The health system also uses a bot to automatically generate appeal letters based on certain denial codes. 

Schavone said using ML and NLP is the long-term goal as AI technology continues to evolve.

For example, Banner Health has also developed its own predictive model that determines whether a write-off is warranted based on certain denial codes and the low probability of payment.

“Machine learning and predictive analytics are great tools to ingest large amounts of data, find patterns and make decisions based on what’s already happened,” said Schavone. “In the very near future, AI is going to ingest that data and make recommendations for improvement. For example, consider our predictive model for write-offs. Soon, AI will synthesize that data and make improvement recommendations like our continuous improvement team does today.”

Combating payer denials: Community Medical Centers

At Community Medical Centers, a not-for-profit healthcare network based in Fresno, California, Eric Eckhart, director of patient financial services, said increasing claim volume continually added pressure on the revenue cycle management (RCM) team.

================================

EXERCISE REQUIREMENTS >>
1. Print the passage on claim denials word for word, beginning at "The health system" and ending after "probability of payment.".
2. In the passage on claim denials, what job does Eric Eckhart hold at Community Medical Centers?

COLLECTED MATERIAL >>
================================

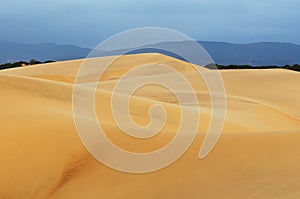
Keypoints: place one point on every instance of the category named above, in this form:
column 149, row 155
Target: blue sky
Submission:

================================

TASK SOLUTIONS >>
1.
The health system also uses a bot to automatically generate appeal letters based on certain denial codes. 

Schavone said using ML and NLP is the long-term goal as AI technology continues to evolve.

For example, Banner Health has also developed its own predictive model that determines whether a write-off is warranted based on certain denial codes and the low probability of payment.

2. Director of patient financial services.